--- Passage présenté ---

▼▼▼

La dissidence réelle est devenue exotique ; et pourtant ceux qui font dissidence n’ont jamais été aussi importants. Le livre que je lance ce soir, The Wikileaks Files, est un antidote à un fascisme qui ne dit jamais son nom. C’est un livre révolutionnaire, de la même manière que Wikileaks est en soi révolutionnaire – exactement dans le sens qu’Orwell donnait au mot dans la citation du début de l’article. Car il dit que nous n’avons pas à accepter ces mensonges quotidiens. Ou comme Bob Marley le chantait : «Emancipe toi de l’esclavage mental».


Dans l’introduction, Julian Assange explique qu’il n’est jamais suffisant de publier les messages secrets d’un grand pouvoir : que comprendre leur sens est crucial, de même que les replacer dans le contexte actuel et dans la mémoire historique.


La prouesse incroyable de cette anthologie est donc de remettre notre mémoire en état. Il connecte les raisons et les crimes qui ont causé tant de bouleversements humains, depuis le Vietnam et l’Amérique centrale, jusqu’au Moyen-Orient et à l’Europe de l’Est, avec comme matrice une puissance rapace, les Etats-Unis.


Actuellement, il y a une tentative américaine et européenne de détruire le gouvernement de Syrie. Le Premier Ministre David Cameron s’y montre particulièrement appliqué. Il s’agit du même David Cameron dont j’ai le souvenir d’émissaire mielleux employé par un dépeceur d’entreprise de la télévision privée britannique.


Cameron, Obama, et le toujours plus servile François Hollande veulent détruire la dernière autorité multiculturelle restante en Syrie, une action qui ouvrira certainement une brèche aux fanatiques de l’Etat Islamique.







C’est dément, naturellement, et le grand mensonge justifiant cette démence est qu’il s’agit de venir en aide aux Syriens qui se sont soulevés contre Bachar el-Assad durant le Printemps arabe. Or, comme le révèle The Wikileaks Files, la destruction de la Syrie est un projet cynique impérial de longue haleine, qui date d’avant le soulèvement du Printemps arabe contre Assad.



Dans un monde détenu par les Etats-Unis, l’indépendance est intolérable.



Pour les dirigeants du monde, à Washington et en Europe, le véritable crime de la Syrie n’est pas la nature oppressive de son gouvernement, mais bien son indépendance de la puissance américaine et israélienne – tout comme le véritable crime de l’Iran est son indépendance, et comme le véritable crime de la Russie est son indépendance, et comme le véritable crime de la Chine est son indépendance. Dans un monde détenu par les Etats-Unis, l’indépendance est intolérable.


Ce livre révèle ces vérités, l’une après l’autre. La vérité sur une guerre contre le terrorisme qui a en fait toujours été une guerre par le terrorisme, la vérité sur Guantanamo, la vérité sur l’Irak, l’Afghanistan, l’Amérique latine.

▲▲▲

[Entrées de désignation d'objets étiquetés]
▼▼▼

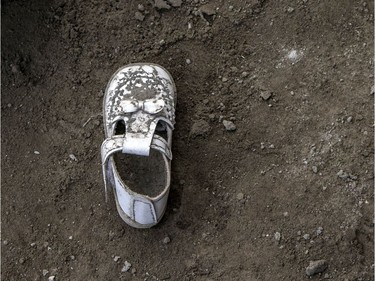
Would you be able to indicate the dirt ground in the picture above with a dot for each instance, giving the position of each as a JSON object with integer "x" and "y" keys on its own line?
{"x": 292, "y": 184}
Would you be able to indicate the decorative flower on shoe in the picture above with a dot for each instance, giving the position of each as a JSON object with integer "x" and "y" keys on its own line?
{"x": 150, "y": 106}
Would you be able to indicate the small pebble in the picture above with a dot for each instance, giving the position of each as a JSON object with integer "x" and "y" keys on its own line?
{"x": 141, "y": 8}
{"x": 319, "y": 230}
{"x": 240, "y": 196}
{"x": 166, "y": 240}
{"x": 306, "y": 236}
{"x": 73, "y": 157}
{"x": 277, "y": 236}
{"x": 175, "y": 3}
{"x": 161, "y": 4}
{"x": 315, "y": 169}
{"x": 229, "y": 125}
{"x": 199, "y": 128}
{"x": 265, "y": 95}
{"x": 139, "y": 16}
{"x": 126, "y": 267}
{"x": 316, "y": 267}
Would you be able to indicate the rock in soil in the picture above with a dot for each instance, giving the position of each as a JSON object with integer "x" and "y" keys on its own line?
{"x": 265, "y": 95}
{"x": 199, "y": 128}
{"x": 229, "y": 125}
{"x": 316, "y": 267}
{"x": 161, "y": 4}
{"x": 208, "y": 9}
{"x": 175, "y": 3}
{"x": 166, "y": 240}
{"x": 126, "y": 267}
{"x": 139, "y": 16}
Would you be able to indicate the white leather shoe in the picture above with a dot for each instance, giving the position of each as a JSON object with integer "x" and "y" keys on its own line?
{"x": 139, "y": 115}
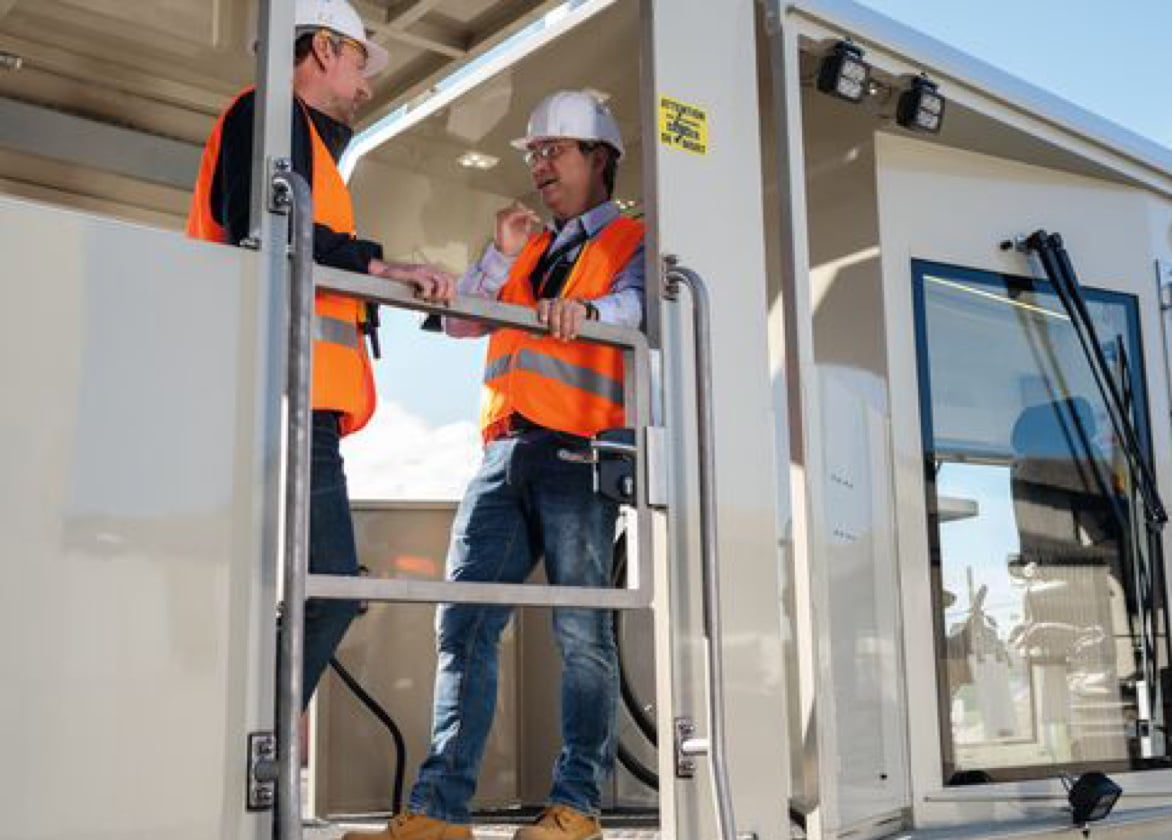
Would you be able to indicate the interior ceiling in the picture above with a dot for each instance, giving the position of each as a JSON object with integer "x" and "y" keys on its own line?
{"x": 168, "y": 67}
{"x": 496, "y": 111}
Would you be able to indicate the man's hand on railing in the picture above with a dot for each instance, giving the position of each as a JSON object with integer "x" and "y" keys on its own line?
{"x": 564, "y": 316}
{"x": 430, "y": 284}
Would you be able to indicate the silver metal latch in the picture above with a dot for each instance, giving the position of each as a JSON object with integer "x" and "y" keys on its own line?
{"x": 687, "y": 748}
{"x": 261, "y": 771}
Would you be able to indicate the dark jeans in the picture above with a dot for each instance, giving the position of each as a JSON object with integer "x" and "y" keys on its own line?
{"x": 533, "y": 497}
{"x": 332, "y": 550}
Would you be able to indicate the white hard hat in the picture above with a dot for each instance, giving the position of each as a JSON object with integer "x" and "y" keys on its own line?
{"x": 573, "y": 114}
{"x": 340, "y": 16}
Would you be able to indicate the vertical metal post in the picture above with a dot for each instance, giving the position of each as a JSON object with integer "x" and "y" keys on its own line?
{"x": 291, "y": 188}
{"x": 716, "y": 751}
{"x": 272, "y": 136}
{"x": 268, "y": 229}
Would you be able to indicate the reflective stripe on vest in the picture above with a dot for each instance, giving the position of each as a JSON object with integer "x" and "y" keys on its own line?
{"x": 572, "y": 387}
{"x": 342, "y": 380}
{"x": 335, "y": 332}
{"x": 583, "y": 378}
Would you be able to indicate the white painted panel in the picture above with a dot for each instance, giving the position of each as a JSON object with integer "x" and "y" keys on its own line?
{"x": 134, "y": 607}
{"x": 863, "y": 702}
{"x": 955, "y": 206}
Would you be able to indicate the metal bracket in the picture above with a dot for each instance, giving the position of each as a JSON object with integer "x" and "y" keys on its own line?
{"x": 670, "y": 289}
{"x": 687, "y": 748}
{"x": 1164, "y": 275}
{"x": 279, "y": 198}
{"x": 261, "y": 771}
{"x": 613, "y": 452}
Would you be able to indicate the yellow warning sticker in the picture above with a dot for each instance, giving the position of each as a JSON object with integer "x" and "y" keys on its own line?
{"x": 683, "y": 125}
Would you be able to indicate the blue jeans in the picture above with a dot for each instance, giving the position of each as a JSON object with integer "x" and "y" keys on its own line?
{"x": 332, "y": 550}
{"x": 530, "y": 499}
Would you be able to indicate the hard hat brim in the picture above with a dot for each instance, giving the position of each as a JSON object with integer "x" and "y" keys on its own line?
{"x": 377, "y": 59}
{"x": 522, "y": 143}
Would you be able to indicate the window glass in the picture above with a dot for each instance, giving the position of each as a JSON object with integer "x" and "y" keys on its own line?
{"x": 1048, "y": 622}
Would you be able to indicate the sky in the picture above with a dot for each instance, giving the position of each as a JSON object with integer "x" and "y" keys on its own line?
{"x": 1109, "y": 56}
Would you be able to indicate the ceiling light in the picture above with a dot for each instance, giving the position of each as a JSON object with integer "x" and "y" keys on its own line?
{"x": 1092, "y": 797}
{"x": 921, "y": 108}
{"x": 477, "y": 159}
{"x": 546, "y": 28}
{"x": 844, "y": 73}
{"x": 599, "y": 95}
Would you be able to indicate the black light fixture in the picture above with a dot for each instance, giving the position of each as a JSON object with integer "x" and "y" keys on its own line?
{"x": 844, "y": 73}
{"x": 1091, "y": 797}
{"x": 921, "y": 108}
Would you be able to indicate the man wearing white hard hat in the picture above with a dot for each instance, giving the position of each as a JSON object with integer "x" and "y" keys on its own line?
{"x": 533, "y": 497}
{"x": 333, "y": 60}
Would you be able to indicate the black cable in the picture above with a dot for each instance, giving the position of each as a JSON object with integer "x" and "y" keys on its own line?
{"x": 638, "y": 769}
{"x": 640, "y": 717}
{"x": 642, "y": 722}
{"x": 374, "y": 708}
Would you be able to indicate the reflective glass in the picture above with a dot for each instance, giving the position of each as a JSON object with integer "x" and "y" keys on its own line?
{"x": 1042, "y": 579}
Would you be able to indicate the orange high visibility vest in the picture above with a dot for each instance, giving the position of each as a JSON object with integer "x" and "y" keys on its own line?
{"x": 342, "y": 380}
{"x": 572, "y": 387}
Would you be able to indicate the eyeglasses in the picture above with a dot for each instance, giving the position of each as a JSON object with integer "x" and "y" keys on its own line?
{"x": 550, "y": 151}
{"x": 359, "y": 47}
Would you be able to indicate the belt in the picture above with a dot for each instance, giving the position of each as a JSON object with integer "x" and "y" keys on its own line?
{"x": 515, "y": 424}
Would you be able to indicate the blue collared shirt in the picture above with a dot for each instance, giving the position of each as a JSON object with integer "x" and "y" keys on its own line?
{"x": 622, "y": 306}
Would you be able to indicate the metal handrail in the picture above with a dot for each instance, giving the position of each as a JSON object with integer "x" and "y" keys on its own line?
{"x": 638, "y": 404}
{"x": 714, "y": 746}
{"x": 298, "y": 585}
{"x": 292, "y": 190}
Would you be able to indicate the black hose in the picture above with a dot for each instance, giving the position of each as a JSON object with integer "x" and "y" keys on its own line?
{"x": 640, "y": 717}
{"x": 639, "y": 770}
{"x": 374, "y": 708}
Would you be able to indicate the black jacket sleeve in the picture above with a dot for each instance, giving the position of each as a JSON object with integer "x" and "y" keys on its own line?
{"x": 232, "y": 189}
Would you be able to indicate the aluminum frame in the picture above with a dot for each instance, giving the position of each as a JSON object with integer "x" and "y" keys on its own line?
{"x": 636, "y": 384}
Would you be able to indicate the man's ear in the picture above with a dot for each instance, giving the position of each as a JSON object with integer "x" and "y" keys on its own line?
{"x": 599, "y": 156}
{"x": 322, "y": 49}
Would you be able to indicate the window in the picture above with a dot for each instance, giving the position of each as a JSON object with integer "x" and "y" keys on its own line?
{"x": 1046, "y": 588}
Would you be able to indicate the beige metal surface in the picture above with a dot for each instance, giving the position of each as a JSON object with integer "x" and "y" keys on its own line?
{"x": 168, "y": 67}
{"x": 137, "y": 615}
{"x": 707, "y": 210}
{"x": 1108, "y": 230}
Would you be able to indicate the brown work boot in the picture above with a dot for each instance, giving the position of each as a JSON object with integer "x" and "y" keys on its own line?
{"x": 415, "y": 827}
{"x": 561, "y": 823}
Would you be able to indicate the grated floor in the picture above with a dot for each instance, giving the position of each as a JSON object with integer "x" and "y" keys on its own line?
{"x": 482, "y": 832}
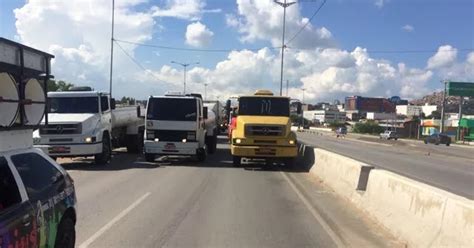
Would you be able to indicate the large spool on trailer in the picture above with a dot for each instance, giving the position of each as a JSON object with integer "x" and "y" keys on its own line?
{"x": 24, "y": 72}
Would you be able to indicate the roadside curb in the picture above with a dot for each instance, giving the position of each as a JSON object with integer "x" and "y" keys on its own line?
{"x": 420, "y": 214}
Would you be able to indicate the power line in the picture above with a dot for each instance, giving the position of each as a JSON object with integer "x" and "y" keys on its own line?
{"x": 138, "y": 63}
{"x": 399, "y": 51}
{"x": 191, "y": 49}
{"x": 308, "y": 22}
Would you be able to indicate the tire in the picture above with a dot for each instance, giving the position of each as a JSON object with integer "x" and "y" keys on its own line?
{"x": 201, "y": 155}
{"x": 212, "y": 144}
{"x": 149, "y": 157}
{"x": 104, "y": 157}
{"x": 66, "y": 235}
{"x": 135, "y": 143}
{"x": 236, "y": 161}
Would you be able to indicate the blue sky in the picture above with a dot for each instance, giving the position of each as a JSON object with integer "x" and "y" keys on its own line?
{"x": 375, "y": 25}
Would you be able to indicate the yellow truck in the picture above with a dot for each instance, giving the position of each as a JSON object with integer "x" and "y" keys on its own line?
{"x": 263, "y": 129}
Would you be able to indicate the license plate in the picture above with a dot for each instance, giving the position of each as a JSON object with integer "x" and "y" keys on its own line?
{"x": 59, "y": 149}
{"x": 266, "y": 150}
{"x": 170, "y": 146}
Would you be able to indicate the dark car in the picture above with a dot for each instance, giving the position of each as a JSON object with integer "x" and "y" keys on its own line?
{"x": 341, "y": 131}
{"x": 37, "y": 201}
{"x": 438, "y": 138}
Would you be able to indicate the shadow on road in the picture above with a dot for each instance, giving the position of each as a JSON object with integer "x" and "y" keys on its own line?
{"x": 121, "y": 160}
{"x": 220, "y": 159}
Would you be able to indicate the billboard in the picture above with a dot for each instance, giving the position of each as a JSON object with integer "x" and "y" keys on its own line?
{"x": 460, "y": 89}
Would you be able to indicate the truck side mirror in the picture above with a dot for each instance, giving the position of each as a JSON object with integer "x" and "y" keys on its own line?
{"x": 112, "y": 103}
{"x": 139, "y": 111}
{"x": 204, "y": 109}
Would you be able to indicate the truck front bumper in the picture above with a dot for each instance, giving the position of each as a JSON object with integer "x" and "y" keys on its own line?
{"x": 264, "y": 151}
{"x": 171, "y": 148}
{"x": 71, "y": 150}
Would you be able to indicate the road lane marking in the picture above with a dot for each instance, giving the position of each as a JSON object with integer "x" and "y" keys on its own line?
{"x": 316, "y": 215}
{"x": 122, "y": 214}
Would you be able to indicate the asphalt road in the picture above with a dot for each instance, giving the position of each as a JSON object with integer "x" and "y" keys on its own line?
{"x": 182, "y": 203}
{"x": 449, "y": 168}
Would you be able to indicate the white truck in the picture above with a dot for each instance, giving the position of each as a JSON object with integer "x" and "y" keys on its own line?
{"x": 83, "y": 123}
{"x": 179, "y": 125}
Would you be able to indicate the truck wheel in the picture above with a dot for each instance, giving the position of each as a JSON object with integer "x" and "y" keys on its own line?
{"x": 104, "y": 157}
{"x": 236, "y": 161}
{"x": 66, "y": 235}
{"x": 135, "y": 143}
{"x": 149, "y": 157}
{"x": 201, "y": 155}
{"x": 212, "y": 144}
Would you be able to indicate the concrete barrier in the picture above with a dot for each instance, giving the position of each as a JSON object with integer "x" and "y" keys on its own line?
{"x": 417, "y": 213}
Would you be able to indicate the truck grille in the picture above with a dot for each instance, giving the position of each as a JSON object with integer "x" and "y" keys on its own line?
{"x": 59, "y": 129}
{"x": 264, "y": 130}
{"x": 171, "y": 135}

▲▲▲

--- Consigne ---
Réécrivez sous forme de liste courte le paragraphe du passage qui commence par « Pour les dirigeants du monde », en conservant ses idées principales.

--- Réponse ---
- Pour les dirigeants de Washington et d'Europe, le véritable crime de la Syrie n'est pas la nature oppressive de son gouvernement, mais son indépendance vis-à-vis de la puissance américaine et israélienne.
- Il en va de même pour l'Iran, la Russie et la Chine : leur véritable crime est leur indépendance.
- Dans un monde détenu par les États-Unis, l'indépendance est intolérable.